STUDY MATERIAL START

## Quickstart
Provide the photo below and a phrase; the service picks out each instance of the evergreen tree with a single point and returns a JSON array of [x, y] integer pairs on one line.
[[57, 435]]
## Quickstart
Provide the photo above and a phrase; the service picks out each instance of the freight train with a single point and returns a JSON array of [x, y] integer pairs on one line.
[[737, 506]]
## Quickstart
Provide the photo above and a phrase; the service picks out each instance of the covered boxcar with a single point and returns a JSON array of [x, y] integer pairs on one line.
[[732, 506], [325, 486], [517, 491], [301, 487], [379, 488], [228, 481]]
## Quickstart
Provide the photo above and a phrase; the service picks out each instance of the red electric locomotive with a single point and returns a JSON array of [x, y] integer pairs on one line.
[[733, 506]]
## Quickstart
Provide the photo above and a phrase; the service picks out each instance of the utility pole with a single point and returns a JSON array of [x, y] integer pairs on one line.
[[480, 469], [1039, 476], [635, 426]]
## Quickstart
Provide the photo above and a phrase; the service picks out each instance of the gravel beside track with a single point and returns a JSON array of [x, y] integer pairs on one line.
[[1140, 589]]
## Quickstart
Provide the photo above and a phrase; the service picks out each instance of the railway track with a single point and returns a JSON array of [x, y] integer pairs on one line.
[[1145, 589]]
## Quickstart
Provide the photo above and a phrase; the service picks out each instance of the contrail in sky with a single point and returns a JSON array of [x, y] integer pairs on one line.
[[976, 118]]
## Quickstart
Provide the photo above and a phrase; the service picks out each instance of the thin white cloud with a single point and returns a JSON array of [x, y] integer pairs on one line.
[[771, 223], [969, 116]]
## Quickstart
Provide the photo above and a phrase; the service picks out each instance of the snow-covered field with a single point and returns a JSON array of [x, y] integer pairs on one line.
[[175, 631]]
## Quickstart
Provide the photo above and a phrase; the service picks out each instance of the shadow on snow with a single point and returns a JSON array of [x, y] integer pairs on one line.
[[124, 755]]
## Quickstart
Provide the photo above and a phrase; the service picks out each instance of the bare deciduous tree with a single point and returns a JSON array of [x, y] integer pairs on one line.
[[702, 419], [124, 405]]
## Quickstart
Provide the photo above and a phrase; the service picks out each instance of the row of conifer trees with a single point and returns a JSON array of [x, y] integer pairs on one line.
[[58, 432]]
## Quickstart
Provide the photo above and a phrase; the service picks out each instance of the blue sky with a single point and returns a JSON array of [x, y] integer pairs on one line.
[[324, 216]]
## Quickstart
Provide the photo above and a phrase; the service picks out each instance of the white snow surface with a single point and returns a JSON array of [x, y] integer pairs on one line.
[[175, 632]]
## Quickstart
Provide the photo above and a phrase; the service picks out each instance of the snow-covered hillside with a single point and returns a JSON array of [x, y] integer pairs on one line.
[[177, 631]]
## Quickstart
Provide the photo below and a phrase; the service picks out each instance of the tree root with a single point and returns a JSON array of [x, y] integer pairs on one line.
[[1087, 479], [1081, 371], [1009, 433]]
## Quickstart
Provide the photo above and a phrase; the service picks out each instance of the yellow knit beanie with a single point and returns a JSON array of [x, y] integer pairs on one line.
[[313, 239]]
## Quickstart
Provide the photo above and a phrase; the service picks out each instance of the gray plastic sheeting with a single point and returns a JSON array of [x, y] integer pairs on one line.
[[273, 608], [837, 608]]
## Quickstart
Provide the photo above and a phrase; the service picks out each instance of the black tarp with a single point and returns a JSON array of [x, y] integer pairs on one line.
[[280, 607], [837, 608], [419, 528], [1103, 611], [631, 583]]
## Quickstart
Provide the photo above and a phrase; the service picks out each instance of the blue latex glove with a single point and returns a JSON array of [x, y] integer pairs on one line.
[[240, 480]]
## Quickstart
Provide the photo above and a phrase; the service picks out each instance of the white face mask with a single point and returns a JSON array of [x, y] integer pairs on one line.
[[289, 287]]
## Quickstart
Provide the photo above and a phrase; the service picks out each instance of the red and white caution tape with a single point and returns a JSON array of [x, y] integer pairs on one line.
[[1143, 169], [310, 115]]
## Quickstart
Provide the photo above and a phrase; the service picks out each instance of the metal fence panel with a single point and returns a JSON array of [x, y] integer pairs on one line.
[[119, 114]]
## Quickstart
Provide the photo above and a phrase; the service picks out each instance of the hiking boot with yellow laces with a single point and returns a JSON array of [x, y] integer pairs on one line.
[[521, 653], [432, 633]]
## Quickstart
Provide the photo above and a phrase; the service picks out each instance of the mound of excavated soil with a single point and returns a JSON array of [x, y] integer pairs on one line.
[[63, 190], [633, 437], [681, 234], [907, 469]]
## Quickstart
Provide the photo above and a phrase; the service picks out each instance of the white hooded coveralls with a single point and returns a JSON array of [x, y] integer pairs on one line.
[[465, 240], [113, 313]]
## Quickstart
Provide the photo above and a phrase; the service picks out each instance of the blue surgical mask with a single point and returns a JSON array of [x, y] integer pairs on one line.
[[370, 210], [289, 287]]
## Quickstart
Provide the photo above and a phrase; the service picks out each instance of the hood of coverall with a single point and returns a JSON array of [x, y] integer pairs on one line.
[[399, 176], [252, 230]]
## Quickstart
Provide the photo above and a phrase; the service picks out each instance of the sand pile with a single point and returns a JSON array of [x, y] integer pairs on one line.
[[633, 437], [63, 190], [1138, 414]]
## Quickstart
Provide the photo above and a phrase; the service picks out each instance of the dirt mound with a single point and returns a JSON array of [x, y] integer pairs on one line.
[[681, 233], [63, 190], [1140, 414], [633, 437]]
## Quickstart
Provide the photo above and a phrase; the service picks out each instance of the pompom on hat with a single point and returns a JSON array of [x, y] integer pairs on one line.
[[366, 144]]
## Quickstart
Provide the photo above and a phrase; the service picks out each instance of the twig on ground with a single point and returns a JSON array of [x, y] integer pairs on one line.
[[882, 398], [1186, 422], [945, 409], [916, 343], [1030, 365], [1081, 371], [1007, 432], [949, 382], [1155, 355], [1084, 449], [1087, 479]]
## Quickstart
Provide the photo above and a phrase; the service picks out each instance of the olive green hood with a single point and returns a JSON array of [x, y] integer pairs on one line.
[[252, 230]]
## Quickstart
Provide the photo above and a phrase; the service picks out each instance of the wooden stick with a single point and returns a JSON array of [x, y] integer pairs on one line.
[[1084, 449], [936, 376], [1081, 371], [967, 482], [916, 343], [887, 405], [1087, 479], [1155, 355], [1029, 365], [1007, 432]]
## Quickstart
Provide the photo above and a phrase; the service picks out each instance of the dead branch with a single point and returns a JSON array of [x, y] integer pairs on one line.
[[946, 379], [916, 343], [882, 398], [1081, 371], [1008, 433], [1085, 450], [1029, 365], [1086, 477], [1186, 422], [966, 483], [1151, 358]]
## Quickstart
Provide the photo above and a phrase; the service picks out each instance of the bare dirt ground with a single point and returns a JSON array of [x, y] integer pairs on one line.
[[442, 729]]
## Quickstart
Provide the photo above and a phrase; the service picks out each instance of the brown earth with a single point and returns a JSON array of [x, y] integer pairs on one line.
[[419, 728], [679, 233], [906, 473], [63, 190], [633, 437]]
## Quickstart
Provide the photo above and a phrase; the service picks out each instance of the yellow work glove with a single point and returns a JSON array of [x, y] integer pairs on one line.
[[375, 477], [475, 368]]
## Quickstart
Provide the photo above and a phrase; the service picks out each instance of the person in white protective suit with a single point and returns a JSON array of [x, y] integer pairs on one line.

STUDY MATERIAL END

= YOUR GOAL =
From the line containing "of the brown" through the last line of the records, output each line exactly and nothing more.

= ANSWER BELOW =
Provide the photo above and a phrase; the service picks out each instance of the brown earth with a single point and returns a JSON array of [x, y] integer pairs on one line.
[[419, 728], [679, 233], [906, 473], [63, 190], [633, 437]]
## Quickstart
Provide the photo above and a phrase; the service picks out each instance of the yellow work glove with a single point and returns a JSON array of [x, y] integer pairs on one line.
[[375, 477], [475, 368]]
## Quickstart
Provide the photo above and a phrase; the service picks out each instance of the person in white protective suit with a single point and returns a JSON array of [x, y] integer pairs on one line.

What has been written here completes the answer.